Tarefas a realizar ::
• A. Diga se cada afirmação concorda com o trecho sobre o quase-realismo: (i) a unicidade é uma das marcas da verdade; (ii) a exigência de consistência basta, por si só, para levar o não-cognitivista ao utilitarismo; (iii) o não-cognitivista é obrigado a dar peso igual às preferências de todos. Responda sim ou não a cada uma e cite as palavras do trecho que decidem a resposta.
• B. No trecho sobre o quase-realismo, de quem é o argumento segundo o qual a exigência de consistência levara ao utilitarismo?
• C. Retome o trecho sobre o quase-realismo e o não-cognitivismo e continue-o depois da última frase apresentada.

Trecho do texto ::
12.1 As perspectivas do quase-realismo

Nossa discussão do não-cognitivismo chegou ao seguinte ponto: o não-cognitivista insistiu sempre que existem limites dentro dos quais alguns conjuntos de atitudes são aceitáveis. Uma sugestão inicial seria a de que um conjunto aceitável de atitudes teria que ser consistente; uma posterior seria a de que um conjunto de atitudes teria que ser tal que um espectador ideal poderia aceitá-lo. Essas duas sugestões têm força; a questão é: esses limites deixam espaço para mais de um conjunto aceitável de atitudes ou será que um único conjunto melhor emergirá? Se a última alternativa for verdadeira, então o projeto do quase-realismo estará em boa forma (terá uma boa chance). A unicidade é uma das marcas da verdade: existe apenas um conjunto de crenças verdadeiras. A possibilidade de um único conjunto melhor poderia fornecer um análogo para a verdade na ética.

A teoria do espectador ideal, como foi sugerido inicialmente, conduziu ao utilitarismo. Assim, conforme um argumento engenhoso de Hare, a exigência de consistência levara ao utilitarismo. Este oferece um método para decidir questões que, em princípio, produziria uma resposta determinada para cada caso. Mas o utilitarismo, como argumentei, não apenas é incompatível com o nosso pensamento moral atual, mas é também uma teoria consideravelmente horrível em seus próprios domínios. Será que o não-cognitivista tem como rejeitá-la? Parece que sim. Já vimos que a exigência de que os juízos morais tenham consistência não é suficiente, por si só, para forçar o não cognitivista a uma posição utilitarista. A suposição adicional requerida para gerar o utilitarismo não é racionalmente cogente nem, à vista de seus resultados, muito atraente. O não-cognitivista não é obrigado a pôr de lado suas atitudes morais e a dar peso igual às preferências de todos. Ele pode simplesmente se ater às atitudes que tem, desde que elas sejam consistentes. Observações similares se aplicam aos requerimentos (exigências) impostos pela teoria do espectador ideal.

Informações registradas ::
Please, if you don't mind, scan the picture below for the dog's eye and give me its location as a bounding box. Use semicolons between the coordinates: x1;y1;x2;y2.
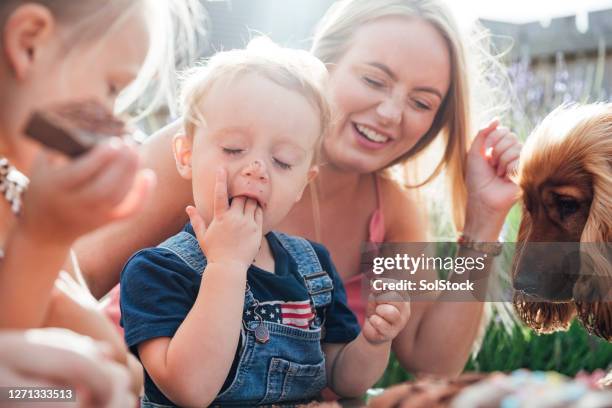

Conjunto de respostas ::
• A.
(i) Sim: "A unicidade é uma das marcas da verdade".
(ii) Não: "a exigência de que os juízos morais tenham consistência não é suficiente, por si só, para forçar o não cognitivista a uma posição utilitarista".
(iii) Não: "O não-cognitivista não é obrigado a pôr de lado suas atitudes morais e a dar peso igual às preferências de todos."

• B. De Hare.

• C.
Os limites impostos pela consistência ou pela teoria do espectador ideal não selecionam um único conjunto de atitudes como sendo o melhor. Esta conclusão lança dúvida sobre o projeto quase-realista (ver 6.1). Pois, pareceria que a suposição de que existiria um único conjunto correto de respostas a questões morais, que subjaz à discussão e ao debate moral cotidiano, é injustificada. O não-cognitivista poderia buscar evitar tal conclusão tentando construir um procedimento de decisão aceitável que produzisse respostas determinadas, mas que não acarretasse o utilitarismo. Todavia, as perspectivas para esse procedimento parecem desoladoras; argumentei que qualquer tentativa de construir um procedimento de decisão, que simplesmente não rogasse a questão contra determinados sistemas de valores, conduziria ao utilitarismo.

12.2 Uma defesa do quase-realismo

Se a própria reconstrução de Blackburn (1984, cap. 6) do quase-realismo estiver correta, este pessimismo é injustificado. Uma grande parte do empreendimento quase-realista envolve mostrar por que é natural tratar as expressões de atitude como sendo similares a juízos ordinários, dotados de valor-de-verdade. Contudo, Blackburn não vê que esta tarefa exige a construção de um procedimento de decisão moral que encontrasse aceitação de todos os homens razoáveis. O que ele tenta mostrar é que, embutido na estrutura de nosso pensamento moral, há análogos de vários procedimentos que empregamos em uma área onde acreditamos haver verdade. Para ver como isso funciona, tome-se a réplica de Blackburn à crítica dirigida pelo realista no item 3.4, de que o não-cognitivista não pode dar espaço para o conceito de falibilidade moral. Blackburn sugere que podemos encontrar uma analogia não-cognitivista para a falibilidade na idéia de que minhas atitudes poderiam ser melhoradas. Se posso reconhecer que algumas de minhas atitudes podem ser substituídas por outras melhores, então estou, com efeito, reconhecendo que algumas de minhas atitudes podem estar erradas. Mas o que seria ter o pensamento de que minhas atitudes poderiam ser melhoradas, no âmbito de uma reconstrução não-cognitivista? Para responder a esta questão, precisamos introduzir o conceito de sensibilidade moral.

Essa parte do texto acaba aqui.